PROBLEM SET:
a: According to the Kitaro excerpt, how many sacred temples are part of the Buddhist pilgrimage that inspired Sacred Journey of Ku-Kai?
b: Summarize the Kitaro excerpt in two sentences.
c: Proceed with the Kitaro excerpt, picking up after its final sentence.

Kitaro notes that all of the images presented in the show are important from a viewpoint of astronomical research, which makes this project a useful introduction to modern astronomy.

The show on April 20 will be the first time “Kojiki and the Universe” is performed live in this new format. “I invite everyone to come see this exciting live show and experience it as I will for the first time,” Kitaro says. After the show’s debut this week in San Rafael, Kitaro will tour the world and release the show as a DVD.

Kitaro’s new release, Sacred Journey of Ku-Kai, Vol. 5, picks up where 2010’s fourth volume left off, continuing a theme of peace inspired by the classic Buddhist pilgrimage to the 88 sacred temples on Japan’s island of Shikoku. The previous four volumes of Sacred Journey of Ku-Kai were all Grammy-nominated albums. Volume five expands on the musical dynamic and melodies of those four releases and reflects Kitaro’s ever-evolving growth as an artist and composer.

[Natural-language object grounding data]
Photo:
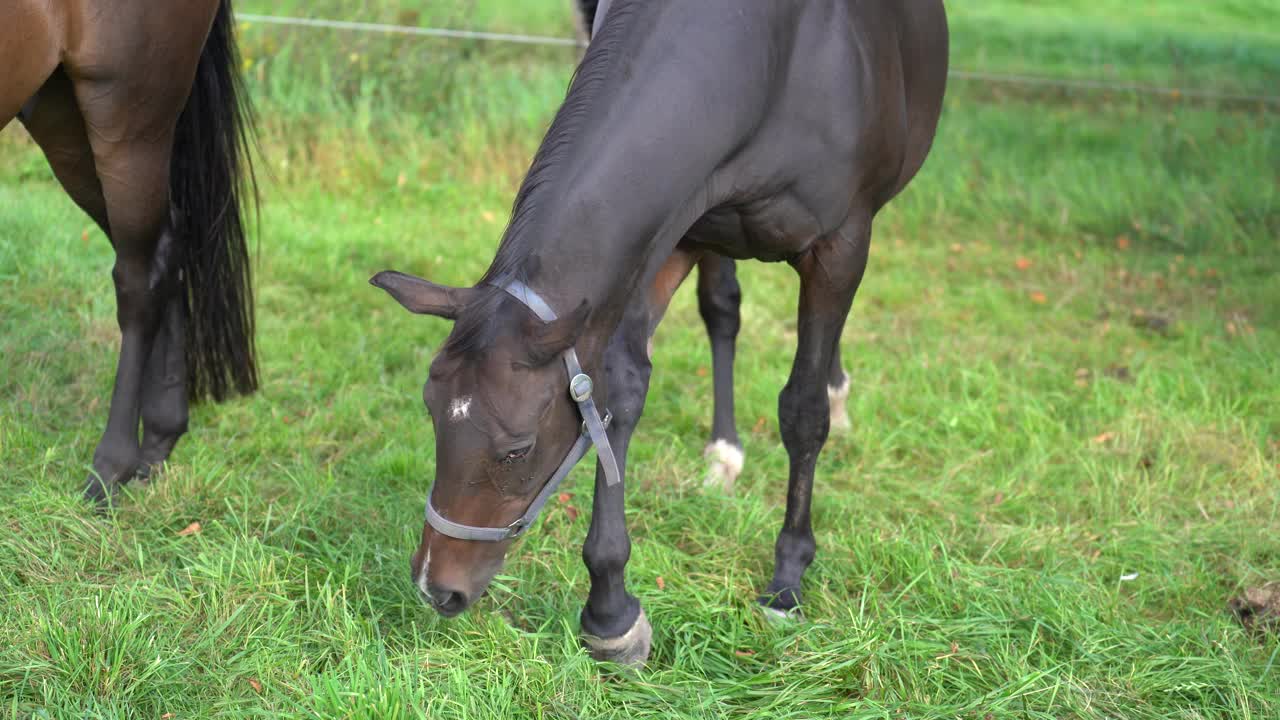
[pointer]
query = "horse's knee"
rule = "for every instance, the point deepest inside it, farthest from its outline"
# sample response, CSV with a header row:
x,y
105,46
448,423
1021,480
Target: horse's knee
x,y
607,554
804,415
720,297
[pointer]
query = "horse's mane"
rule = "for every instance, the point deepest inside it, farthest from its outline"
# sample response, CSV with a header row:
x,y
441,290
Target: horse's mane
x,y
475,327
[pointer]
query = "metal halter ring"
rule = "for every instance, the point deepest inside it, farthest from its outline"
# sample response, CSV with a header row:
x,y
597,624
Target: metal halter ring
x,y
580,387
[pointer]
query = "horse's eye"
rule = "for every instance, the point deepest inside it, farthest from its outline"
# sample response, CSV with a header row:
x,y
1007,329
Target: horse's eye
x,y
516,455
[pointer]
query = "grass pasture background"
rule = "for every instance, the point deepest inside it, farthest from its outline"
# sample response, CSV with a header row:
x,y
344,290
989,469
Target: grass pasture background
x,y
1065,361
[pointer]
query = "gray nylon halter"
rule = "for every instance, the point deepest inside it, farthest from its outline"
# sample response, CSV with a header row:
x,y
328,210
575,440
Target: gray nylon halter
x,y
593,432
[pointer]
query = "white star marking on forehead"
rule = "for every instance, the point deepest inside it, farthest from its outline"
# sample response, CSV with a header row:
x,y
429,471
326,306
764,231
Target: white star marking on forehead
x,y
460,409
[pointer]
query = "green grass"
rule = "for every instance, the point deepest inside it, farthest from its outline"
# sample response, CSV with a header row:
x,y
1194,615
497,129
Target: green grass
x,y
1022,438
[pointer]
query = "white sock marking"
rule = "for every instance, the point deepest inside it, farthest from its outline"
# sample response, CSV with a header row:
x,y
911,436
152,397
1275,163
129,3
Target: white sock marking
x,y
725,464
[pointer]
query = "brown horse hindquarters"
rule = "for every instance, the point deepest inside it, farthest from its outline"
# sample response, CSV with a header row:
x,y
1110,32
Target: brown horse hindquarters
x,y
136,106
30,50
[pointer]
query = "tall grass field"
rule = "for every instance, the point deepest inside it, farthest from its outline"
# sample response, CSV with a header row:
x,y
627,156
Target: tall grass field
x,y
1063,468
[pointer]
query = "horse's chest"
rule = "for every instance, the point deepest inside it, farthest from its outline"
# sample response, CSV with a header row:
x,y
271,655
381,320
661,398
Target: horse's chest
x,y
773,228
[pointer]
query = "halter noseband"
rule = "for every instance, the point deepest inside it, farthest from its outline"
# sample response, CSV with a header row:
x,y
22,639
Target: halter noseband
x,y
580,387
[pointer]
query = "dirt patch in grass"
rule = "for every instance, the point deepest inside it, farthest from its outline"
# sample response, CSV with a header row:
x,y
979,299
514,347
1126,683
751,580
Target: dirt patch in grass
x,y
1258,609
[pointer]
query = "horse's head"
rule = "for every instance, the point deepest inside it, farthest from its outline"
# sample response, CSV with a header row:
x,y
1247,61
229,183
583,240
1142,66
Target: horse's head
x,y
504,424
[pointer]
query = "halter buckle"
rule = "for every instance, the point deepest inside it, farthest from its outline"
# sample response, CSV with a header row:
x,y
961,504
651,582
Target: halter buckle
x,y
580,387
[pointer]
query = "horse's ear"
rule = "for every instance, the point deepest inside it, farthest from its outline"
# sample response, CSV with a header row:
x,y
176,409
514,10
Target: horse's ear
x,y
423,296
548,340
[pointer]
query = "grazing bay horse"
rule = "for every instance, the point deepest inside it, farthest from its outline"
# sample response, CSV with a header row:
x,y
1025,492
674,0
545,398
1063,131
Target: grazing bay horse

ANSWERS FOR THE TASKS:
a: The pilgrimage covers 88 sacred temples on Japan's island of Shikoku.

b: Kitaro will perform "Kojiki and the Universe" live in its new format for the first time on April 20, with a debut in San Rafael followed by a world tour and a DVD release. His new album, Sacred Journey of Ku-Kai, Vol. 5, continues the peace theme of four earlier Grammy-nominated volumes inspired by the pilgrimage to Shikoku's 88 sacred temples.

c:
For the creative process on the latest volume, Kitaro took a new, interesting approach. “Each song was created that very day in the studio. We purposefully didn’t prepare anything in advance and composed songs purely through our inspiration at the moment,” he says.

“With clear minds, we entered the recording studio, picked up on the emotion and energy of the moment and created our first impressions by recording them immediately in the moment.”

The Sacred Journey series began in 2003 as a response to the global events that transpired in the wake of September 11, 2001.

“For me, peace comes from the creative process,” Kitaro says. “I enjoy the recording process and touring the world. It brings me peace to know that my music is a source of enjoyment and relaxation for my fans, which I hope brings them peace.”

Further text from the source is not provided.